● **EXERCISE REQUIREMENTS**
a) List every character that the writer of the Torah reflection on Bo says "I am" when coming to Torah.
b) Pick up the Torah reflection on Bo after its final sentence and keep writing it.

● **PAGE EXTRACT**
· · · · ·
Archives for January 2016

Torah Reflections – January 10 – 16, 2016

Bo

Exodus 10:1 – 13:16

From Pharaoh’s Slaves to God’s Slaves  

There is one peculiar word in Hebrew that is used interchangeably in this week’s Torah portion. While the Torah portion itself tells of the last plagues wrought upon Egypt by God and, in the end, of the Israelites’ mass departure from Egypt; the root of the word that concerns us here is Avad. At the beginning of the portion we read: “The Eternal said to Moses: Come to Pharaoh! For I have hardened his heart and the heart of his Avadim (translated here as “servants” or “courtiers”), in order that I may display my Signs among them.” [Ex. 10:1] However, later on, we find this same word understood very differently: “Moses said to the people, “Remember this day, on which you went free from Egypt, the house of Avadim (rendered here as “bondage” or “slaves”).” [Ex.13:3] Yet, in another place where we are given the reason why Pharaoh has to free the Israelites from slavery, we see the root of that same word used to express something different still: “Thus says the Eternal, the God of the Hebrews, ‘How long will you refuse to be humbled in My Presence? Let My people go that they may v’YaAv’duni (“worship Me”).” [Ex. 10:3]

I posit, however, that there is an intimate connection between the three verses when one reads the text beyond its literal meaning. When I come to Torah, I start with the assumption that I am all the characters of the story. I am the Hebrew slaves and the Pharaoh enslaver, I am Moses and I am God. This text, therefore, speaks to me of an inner experience of enslavement, of my stuckness in my own Egypt/Mitzrayim—from the Hebrew root meaning “narrowness.” But, most importantly, this story speaks to me of the possibility of liberation from such a place of enslavement to the exiguous worldview of my own limited belief system. Connecting our first two verses, we read the word Avadim as “slaves” in both cases, and understand the first verse to teach us that our enslavement, our stuckness, stems from our own hardened heart. Not only do we live in a confining self-constructed Egypt, but we have hardened our heart to the exclusive defense of this narrow place, in the never-abating fear that it might be attacked or upended.
· · · · ·
● **RECORD EXTRACTS**

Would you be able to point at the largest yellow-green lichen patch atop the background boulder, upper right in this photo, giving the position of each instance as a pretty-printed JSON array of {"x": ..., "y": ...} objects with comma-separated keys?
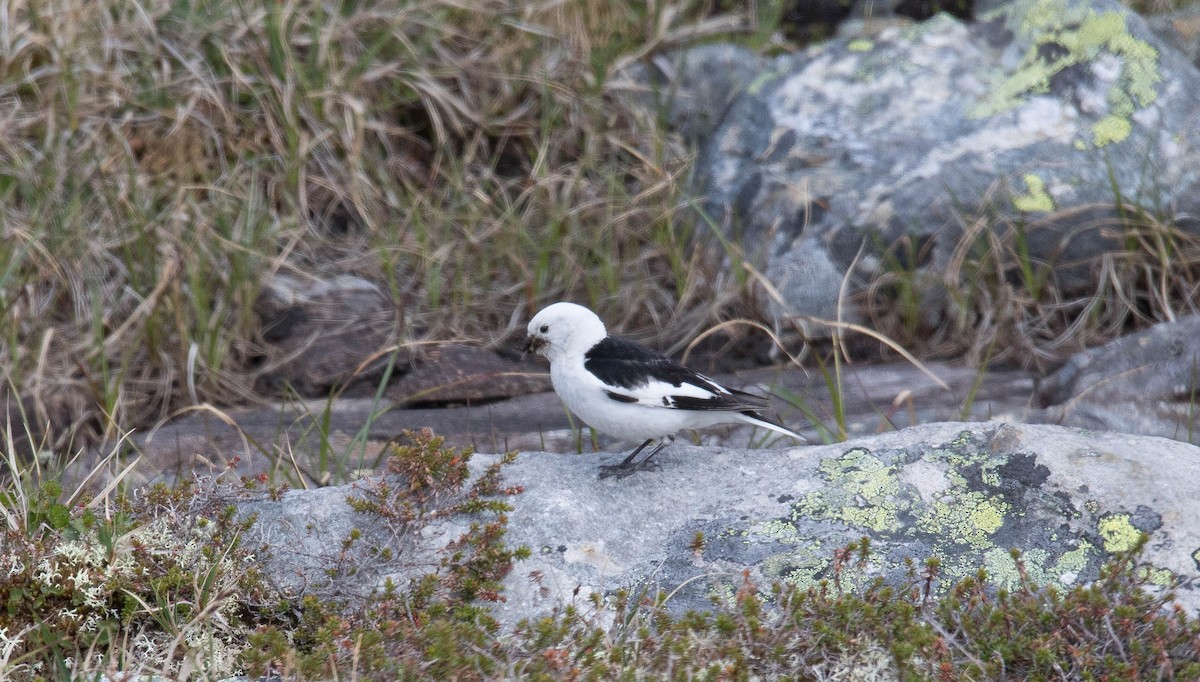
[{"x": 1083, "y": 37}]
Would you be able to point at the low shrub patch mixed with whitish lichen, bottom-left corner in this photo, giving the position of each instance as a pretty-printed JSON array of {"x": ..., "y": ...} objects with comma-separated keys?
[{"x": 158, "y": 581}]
· · · · ·
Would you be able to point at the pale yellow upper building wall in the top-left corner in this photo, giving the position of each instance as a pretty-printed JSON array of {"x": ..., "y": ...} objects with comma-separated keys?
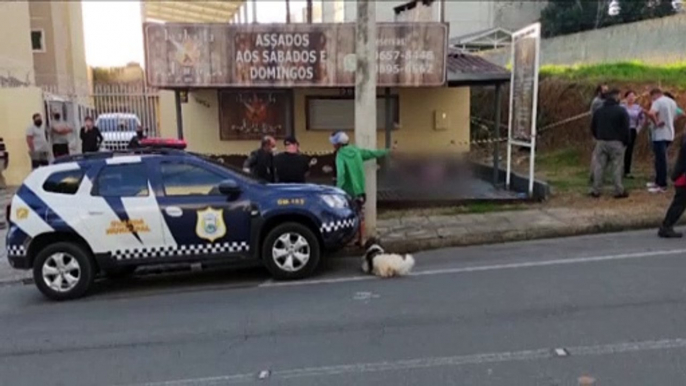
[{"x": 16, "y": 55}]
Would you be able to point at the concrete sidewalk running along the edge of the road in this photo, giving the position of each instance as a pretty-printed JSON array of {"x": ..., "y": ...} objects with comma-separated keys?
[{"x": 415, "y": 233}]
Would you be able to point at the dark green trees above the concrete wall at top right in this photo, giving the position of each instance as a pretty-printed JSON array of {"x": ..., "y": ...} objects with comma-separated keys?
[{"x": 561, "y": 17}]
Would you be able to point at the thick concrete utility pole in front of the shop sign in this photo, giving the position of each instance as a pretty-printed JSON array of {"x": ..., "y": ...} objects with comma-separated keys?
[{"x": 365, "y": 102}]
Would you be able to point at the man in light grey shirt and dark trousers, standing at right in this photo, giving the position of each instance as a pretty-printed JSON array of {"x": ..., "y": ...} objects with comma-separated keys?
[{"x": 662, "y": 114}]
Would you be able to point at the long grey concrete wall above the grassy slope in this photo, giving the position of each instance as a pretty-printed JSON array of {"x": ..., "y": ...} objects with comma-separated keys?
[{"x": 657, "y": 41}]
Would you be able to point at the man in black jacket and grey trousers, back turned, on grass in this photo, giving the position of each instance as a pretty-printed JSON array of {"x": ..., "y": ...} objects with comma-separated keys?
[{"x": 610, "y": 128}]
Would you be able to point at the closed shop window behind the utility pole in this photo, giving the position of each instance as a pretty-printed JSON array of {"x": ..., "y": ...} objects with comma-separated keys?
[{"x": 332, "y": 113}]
· · · · ·
● **ANSWERS TO THE TASKS**
a)
- The Hebrew slaves
- The Pharaoh enslaver
- Moses
- God

b)
But the Divine within, continuously works to free us from this inner bondage. On good days we are able to hear and heed the voice of our inner Moses telling us to “Let Go!” and open our heart. On not-so-good days we are met with “plagues”—“in order that I may display my Signs among them”—ultimately designed to help us realize that this closed-heartedness and constricted way of being is just not tenable. The Divine within is calling us to break free from of our enslavement to the fearful ego, so that we may YaV’duni/“become slaves to Him,” as our third verse seems to indicate.  No longer refusing to see the Divine Presence in every moment—i.e. no longer rejecting the inner knowledge of the One Being within us, manifesting as us, as everything and everyone—automatically silences the ego and leaves us in a state of deep humility and awe. We do not become enslaved to a God “out there” dictating His will over ours. Rather we become enslaved or surrendered to the God “in here;” leading a life that embodies the Divine attributes of the most gentle, accepting and understanding ways of being; and expresses our highest value, doing justice, practicing love and compassion and walking humbly along our unique path.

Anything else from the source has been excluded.